- **Short problem**
Return each row below that contains the word "hand", copying each one in full.

- **Data for processing**
|---|
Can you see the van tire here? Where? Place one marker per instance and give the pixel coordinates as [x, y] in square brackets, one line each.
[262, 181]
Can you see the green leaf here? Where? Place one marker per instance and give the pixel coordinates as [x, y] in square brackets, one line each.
|---|
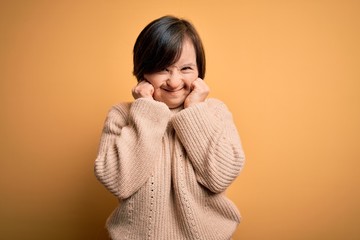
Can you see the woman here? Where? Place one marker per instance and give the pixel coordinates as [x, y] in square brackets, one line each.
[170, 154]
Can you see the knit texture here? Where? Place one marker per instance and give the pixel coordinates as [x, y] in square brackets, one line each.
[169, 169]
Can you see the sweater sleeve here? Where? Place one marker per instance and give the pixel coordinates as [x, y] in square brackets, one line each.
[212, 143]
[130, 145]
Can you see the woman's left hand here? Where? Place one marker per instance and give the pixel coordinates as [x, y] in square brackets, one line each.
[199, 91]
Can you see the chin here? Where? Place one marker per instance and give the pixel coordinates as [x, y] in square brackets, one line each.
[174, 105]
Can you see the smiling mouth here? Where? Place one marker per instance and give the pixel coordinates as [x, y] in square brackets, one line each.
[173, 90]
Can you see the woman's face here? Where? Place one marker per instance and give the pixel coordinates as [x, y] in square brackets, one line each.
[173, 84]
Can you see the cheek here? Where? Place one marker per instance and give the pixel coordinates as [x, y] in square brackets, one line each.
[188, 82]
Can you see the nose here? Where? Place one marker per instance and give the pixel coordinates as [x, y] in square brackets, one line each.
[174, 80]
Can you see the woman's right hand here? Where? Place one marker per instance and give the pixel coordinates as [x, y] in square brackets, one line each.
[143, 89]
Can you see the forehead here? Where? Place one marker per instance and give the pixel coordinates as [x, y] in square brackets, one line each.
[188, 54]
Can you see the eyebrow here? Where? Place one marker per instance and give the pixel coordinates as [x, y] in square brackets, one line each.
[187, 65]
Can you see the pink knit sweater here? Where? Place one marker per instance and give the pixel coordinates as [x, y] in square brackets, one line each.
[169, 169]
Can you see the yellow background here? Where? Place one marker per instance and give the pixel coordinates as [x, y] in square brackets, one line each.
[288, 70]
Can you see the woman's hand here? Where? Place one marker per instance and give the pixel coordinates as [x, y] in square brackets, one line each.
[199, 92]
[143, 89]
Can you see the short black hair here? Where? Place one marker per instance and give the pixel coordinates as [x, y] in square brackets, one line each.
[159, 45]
|---|
- **Answer to the problem**
Can you see the woman's left hand here? Where? Place one marker per instance and give the pixel coordinates as [x, y] in square brackets, one line each.
Can you see the woman's right hand here? Where? Place one marker per instance and give the pixel coordinates as [x, y] in square brackets, one line each.
Can you see the woman's hand here? Where? Place one marker per instance and give the pixel coordinates as [x, y] in square brackets, one line each.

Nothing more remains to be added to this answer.